WHAT THE EXERCISE ASKS:
Determine how many lines in the data below contain the string "black". Give only that number.

PROVIDED INFORMATION:
• • •

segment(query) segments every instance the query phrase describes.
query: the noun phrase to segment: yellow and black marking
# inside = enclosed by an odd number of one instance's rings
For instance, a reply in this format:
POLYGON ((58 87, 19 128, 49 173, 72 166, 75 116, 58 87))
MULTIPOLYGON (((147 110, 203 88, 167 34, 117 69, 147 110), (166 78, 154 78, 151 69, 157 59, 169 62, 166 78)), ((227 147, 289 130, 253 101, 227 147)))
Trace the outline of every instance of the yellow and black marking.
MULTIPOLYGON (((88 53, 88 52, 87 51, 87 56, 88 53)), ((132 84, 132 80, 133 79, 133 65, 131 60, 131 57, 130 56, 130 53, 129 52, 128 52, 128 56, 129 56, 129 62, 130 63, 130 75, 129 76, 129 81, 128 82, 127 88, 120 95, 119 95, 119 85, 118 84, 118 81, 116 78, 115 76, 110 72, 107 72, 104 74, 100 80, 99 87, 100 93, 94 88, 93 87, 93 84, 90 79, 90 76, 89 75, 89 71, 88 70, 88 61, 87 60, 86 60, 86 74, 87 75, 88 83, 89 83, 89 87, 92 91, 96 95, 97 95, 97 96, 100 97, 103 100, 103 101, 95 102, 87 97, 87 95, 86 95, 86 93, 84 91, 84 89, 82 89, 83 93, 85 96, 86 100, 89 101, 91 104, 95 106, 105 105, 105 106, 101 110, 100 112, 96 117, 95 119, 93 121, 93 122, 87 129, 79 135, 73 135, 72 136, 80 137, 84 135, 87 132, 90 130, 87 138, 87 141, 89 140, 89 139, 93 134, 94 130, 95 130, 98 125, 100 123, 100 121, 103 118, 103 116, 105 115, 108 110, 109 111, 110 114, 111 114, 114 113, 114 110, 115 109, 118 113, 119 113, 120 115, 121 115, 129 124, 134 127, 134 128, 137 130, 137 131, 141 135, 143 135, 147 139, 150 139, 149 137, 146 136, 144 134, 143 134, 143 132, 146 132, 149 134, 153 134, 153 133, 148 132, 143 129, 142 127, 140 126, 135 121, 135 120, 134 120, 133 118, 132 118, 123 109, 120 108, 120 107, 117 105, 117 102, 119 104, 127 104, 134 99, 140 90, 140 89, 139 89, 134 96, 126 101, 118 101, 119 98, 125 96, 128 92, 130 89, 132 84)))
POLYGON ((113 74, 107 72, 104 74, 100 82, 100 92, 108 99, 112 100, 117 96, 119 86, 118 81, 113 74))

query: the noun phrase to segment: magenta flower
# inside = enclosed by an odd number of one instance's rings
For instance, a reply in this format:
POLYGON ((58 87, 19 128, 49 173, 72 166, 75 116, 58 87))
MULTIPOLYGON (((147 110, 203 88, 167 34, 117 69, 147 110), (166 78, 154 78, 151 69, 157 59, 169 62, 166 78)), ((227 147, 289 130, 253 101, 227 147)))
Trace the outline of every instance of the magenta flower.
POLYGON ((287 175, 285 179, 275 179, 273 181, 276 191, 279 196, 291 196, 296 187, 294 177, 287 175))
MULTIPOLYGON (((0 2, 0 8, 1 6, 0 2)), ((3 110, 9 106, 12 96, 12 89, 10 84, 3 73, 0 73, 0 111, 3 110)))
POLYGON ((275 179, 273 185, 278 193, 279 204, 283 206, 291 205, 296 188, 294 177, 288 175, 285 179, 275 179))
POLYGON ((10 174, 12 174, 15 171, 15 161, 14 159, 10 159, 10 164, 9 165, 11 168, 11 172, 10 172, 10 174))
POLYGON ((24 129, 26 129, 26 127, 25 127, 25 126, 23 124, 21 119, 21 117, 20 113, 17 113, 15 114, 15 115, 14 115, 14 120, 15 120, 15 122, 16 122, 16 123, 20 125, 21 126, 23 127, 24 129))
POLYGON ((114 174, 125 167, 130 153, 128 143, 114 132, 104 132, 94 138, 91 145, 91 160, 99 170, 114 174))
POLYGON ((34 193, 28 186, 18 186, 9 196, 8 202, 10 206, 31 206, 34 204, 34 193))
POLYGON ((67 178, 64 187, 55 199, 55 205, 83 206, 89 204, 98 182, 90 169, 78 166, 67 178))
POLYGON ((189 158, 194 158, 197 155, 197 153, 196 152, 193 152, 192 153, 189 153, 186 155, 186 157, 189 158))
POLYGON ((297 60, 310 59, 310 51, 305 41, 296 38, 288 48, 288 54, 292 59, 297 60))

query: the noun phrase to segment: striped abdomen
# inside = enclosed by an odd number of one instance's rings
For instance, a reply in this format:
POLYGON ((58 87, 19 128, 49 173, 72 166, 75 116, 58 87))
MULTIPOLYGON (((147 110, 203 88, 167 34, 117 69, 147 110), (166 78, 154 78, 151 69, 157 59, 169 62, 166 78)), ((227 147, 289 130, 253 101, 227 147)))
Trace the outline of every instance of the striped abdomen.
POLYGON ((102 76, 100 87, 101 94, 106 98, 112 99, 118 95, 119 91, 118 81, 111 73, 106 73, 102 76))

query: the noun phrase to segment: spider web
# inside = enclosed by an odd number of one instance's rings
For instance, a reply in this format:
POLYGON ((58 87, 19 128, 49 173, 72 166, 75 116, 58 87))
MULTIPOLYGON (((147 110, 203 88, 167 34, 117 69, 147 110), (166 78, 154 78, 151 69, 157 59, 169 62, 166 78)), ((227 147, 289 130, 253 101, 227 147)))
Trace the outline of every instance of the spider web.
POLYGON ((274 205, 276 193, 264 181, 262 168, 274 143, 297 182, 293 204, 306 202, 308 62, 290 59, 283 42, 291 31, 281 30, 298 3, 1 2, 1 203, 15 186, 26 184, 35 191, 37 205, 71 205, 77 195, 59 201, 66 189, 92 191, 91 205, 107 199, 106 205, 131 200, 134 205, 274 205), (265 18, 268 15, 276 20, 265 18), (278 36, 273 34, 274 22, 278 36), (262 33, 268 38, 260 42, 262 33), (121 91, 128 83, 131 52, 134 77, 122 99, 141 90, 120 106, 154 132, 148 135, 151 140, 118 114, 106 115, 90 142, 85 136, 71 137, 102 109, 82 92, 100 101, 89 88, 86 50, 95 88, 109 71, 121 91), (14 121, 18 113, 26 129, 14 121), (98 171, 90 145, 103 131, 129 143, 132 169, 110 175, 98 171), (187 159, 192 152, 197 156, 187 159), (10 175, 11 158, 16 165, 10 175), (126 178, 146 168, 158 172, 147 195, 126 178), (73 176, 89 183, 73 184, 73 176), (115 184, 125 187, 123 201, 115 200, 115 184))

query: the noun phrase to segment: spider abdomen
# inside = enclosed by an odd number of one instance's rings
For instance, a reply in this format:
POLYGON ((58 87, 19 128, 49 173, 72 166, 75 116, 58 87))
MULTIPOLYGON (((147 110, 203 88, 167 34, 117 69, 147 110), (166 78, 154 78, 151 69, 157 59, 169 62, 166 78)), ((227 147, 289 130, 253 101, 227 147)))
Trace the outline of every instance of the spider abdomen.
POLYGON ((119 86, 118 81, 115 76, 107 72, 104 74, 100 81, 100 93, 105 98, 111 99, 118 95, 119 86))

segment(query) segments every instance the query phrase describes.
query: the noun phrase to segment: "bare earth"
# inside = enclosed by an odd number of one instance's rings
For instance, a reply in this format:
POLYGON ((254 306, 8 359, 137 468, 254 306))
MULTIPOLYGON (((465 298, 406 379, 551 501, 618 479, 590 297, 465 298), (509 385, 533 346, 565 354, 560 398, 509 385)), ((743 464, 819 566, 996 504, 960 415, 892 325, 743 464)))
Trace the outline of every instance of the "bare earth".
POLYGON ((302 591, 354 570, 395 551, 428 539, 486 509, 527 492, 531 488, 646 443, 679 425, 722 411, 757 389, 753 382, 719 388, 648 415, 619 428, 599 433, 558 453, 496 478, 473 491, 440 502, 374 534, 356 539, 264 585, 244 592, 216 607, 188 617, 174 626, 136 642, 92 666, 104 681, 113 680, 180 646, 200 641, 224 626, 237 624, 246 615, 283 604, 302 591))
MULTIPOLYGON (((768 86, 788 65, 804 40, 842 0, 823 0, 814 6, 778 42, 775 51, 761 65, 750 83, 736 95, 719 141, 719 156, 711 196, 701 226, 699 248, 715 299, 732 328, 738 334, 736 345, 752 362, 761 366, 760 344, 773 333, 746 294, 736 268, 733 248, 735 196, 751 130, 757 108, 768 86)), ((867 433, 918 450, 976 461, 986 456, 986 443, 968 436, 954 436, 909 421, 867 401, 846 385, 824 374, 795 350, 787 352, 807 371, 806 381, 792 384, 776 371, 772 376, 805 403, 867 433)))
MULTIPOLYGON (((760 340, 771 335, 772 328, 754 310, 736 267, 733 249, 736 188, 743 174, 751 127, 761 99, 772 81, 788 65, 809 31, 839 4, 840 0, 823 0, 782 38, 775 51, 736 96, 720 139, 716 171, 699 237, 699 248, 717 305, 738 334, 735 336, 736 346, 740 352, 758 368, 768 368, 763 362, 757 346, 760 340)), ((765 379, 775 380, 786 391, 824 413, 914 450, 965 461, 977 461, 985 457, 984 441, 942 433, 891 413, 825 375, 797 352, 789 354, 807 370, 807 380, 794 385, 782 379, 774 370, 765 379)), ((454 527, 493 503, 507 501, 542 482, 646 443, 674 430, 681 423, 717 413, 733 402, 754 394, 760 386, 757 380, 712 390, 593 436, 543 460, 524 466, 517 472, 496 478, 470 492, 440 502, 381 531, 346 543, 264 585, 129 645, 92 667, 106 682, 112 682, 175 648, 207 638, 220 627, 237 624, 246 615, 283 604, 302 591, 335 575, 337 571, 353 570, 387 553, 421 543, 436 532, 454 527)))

• • •

THE RESULT:
2